# To do
Look through the data below for the string "sandstone", and copy every line where it turns up.

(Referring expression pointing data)
******************************

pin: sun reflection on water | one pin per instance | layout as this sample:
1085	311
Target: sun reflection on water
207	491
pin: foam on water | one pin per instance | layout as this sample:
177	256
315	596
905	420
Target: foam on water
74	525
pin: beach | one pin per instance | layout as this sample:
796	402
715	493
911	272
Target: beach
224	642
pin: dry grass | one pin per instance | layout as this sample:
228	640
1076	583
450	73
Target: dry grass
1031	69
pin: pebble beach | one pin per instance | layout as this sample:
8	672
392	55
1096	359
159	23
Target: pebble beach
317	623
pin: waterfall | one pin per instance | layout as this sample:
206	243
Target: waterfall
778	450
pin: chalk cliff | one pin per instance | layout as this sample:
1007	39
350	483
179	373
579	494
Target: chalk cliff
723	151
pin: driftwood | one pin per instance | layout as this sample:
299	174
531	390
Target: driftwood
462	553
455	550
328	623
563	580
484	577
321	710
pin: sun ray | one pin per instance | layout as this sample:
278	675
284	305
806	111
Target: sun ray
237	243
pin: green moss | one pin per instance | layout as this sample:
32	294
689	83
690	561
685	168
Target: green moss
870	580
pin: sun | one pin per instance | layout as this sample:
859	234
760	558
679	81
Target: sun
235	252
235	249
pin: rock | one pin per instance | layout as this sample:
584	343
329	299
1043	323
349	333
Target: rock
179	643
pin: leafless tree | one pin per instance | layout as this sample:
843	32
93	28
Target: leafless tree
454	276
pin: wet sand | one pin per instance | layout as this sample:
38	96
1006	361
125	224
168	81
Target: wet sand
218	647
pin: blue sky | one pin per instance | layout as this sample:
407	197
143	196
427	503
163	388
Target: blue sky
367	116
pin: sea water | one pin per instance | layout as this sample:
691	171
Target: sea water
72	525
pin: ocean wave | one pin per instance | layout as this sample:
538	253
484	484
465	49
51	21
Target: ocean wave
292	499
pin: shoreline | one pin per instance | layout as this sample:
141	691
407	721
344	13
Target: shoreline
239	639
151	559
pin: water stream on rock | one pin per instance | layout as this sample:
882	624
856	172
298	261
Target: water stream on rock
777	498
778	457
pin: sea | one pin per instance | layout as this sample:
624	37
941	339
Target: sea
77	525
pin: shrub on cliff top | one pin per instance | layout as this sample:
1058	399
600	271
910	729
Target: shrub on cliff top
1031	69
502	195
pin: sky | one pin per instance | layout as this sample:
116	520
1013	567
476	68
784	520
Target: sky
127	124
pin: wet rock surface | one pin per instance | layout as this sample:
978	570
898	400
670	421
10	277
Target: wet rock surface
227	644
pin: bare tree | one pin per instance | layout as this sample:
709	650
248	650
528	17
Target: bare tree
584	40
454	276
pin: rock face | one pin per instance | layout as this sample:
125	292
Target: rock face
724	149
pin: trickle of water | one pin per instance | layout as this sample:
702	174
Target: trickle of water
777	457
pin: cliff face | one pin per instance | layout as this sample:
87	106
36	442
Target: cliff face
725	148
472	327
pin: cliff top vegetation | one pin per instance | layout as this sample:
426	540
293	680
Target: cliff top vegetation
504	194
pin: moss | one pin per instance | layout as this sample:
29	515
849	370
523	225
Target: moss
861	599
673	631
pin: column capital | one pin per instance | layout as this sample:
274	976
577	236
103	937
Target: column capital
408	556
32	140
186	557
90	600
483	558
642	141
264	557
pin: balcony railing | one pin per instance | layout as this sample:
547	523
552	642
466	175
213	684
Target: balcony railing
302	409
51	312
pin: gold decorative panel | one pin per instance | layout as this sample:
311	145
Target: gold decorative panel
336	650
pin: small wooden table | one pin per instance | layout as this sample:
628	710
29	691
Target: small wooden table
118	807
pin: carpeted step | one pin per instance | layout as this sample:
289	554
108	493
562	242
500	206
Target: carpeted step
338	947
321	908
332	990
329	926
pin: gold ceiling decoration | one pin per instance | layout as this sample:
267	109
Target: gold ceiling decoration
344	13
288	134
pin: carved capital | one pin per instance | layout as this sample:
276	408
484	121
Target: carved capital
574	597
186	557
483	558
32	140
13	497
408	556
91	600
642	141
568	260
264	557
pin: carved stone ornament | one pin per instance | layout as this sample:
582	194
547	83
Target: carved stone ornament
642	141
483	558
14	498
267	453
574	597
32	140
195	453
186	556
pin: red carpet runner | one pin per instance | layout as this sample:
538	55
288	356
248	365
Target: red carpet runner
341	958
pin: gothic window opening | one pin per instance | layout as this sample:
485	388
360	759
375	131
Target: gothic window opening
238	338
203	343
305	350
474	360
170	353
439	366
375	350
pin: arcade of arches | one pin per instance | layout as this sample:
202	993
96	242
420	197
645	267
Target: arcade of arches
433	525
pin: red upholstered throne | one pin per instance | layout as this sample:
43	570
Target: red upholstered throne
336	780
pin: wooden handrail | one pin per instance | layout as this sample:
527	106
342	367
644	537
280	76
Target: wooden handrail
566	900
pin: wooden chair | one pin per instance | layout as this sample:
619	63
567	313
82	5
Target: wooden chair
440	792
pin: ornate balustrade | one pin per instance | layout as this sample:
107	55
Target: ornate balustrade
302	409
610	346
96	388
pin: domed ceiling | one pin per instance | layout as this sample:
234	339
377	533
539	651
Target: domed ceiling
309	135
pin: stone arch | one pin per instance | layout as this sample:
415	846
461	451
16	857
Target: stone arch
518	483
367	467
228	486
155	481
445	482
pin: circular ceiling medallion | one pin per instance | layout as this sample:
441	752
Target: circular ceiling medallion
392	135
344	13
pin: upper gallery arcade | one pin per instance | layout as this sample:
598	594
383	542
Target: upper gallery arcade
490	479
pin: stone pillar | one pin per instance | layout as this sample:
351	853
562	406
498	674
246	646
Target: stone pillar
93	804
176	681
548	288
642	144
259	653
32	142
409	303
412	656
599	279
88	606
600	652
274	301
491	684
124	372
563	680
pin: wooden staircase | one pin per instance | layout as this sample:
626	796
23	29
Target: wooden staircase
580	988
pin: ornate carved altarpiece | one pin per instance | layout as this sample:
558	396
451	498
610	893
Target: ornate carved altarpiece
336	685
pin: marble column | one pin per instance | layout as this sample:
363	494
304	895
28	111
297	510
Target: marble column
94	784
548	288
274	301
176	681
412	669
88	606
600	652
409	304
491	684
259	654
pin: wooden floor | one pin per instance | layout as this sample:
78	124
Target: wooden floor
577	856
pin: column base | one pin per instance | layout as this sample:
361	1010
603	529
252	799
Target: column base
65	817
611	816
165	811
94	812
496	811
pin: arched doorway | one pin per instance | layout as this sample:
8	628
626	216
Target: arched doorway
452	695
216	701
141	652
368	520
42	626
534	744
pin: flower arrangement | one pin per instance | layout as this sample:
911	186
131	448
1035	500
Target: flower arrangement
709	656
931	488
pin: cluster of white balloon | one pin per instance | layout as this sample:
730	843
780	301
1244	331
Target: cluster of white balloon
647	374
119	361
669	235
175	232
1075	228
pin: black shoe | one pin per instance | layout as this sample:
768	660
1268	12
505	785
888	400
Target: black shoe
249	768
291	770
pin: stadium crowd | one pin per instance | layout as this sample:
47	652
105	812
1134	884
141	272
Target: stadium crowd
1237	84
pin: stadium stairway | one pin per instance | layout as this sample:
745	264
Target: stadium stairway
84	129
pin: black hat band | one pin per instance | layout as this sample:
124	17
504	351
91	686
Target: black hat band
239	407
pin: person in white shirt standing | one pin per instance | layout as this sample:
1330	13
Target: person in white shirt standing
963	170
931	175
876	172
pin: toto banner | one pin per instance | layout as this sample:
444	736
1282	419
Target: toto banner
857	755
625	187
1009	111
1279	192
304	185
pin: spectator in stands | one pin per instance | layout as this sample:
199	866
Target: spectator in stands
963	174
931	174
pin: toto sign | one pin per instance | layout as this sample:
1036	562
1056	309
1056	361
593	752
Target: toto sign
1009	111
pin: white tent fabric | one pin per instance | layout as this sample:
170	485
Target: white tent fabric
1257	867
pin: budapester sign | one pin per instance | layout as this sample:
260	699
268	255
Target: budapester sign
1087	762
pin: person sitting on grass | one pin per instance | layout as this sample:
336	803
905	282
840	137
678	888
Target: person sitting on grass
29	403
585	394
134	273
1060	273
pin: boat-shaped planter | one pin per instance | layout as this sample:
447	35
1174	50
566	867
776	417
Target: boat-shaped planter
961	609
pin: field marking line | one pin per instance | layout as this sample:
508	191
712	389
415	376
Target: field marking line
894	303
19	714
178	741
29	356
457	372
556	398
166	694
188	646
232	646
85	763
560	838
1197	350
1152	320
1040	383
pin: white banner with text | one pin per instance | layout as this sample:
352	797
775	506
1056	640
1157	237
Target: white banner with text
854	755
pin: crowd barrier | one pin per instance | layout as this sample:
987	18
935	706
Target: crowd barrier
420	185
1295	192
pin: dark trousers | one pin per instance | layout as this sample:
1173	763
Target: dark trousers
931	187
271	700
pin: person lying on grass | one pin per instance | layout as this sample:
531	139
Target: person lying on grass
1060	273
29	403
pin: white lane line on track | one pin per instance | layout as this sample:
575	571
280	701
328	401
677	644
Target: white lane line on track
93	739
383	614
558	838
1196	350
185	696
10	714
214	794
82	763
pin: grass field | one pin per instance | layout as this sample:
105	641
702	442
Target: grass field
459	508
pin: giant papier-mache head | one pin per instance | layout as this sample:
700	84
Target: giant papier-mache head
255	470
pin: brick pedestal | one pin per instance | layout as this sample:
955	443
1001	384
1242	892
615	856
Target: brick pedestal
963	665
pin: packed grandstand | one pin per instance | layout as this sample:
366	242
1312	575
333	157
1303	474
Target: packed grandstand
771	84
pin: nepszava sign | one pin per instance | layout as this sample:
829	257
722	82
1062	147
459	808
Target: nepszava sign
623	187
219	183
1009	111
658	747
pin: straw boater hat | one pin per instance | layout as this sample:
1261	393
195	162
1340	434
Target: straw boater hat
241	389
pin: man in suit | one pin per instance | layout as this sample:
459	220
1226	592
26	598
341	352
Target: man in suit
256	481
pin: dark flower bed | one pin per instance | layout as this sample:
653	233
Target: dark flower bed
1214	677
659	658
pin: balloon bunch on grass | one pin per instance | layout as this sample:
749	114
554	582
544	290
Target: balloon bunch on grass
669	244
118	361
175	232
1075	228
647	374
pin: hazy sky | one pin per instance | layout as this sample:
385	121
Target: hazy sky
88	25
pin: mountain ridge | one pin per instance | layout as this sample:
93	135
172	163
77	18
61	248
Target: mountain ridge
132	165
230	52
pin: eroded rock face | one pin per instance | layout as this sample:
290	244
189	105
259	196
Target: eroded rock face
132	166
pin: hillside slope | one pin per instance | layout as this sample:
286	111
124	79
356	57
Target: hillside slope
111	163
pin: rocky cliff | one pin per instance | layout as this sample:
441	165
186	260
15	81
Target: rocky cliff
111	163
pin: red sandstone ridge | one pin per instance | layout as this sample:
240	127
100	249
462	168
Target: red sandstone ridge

******************************

# Solution to this exercise
pin: red sandstone ridge | one pin per instance | layout as this sample:
Target: red sandstone ridge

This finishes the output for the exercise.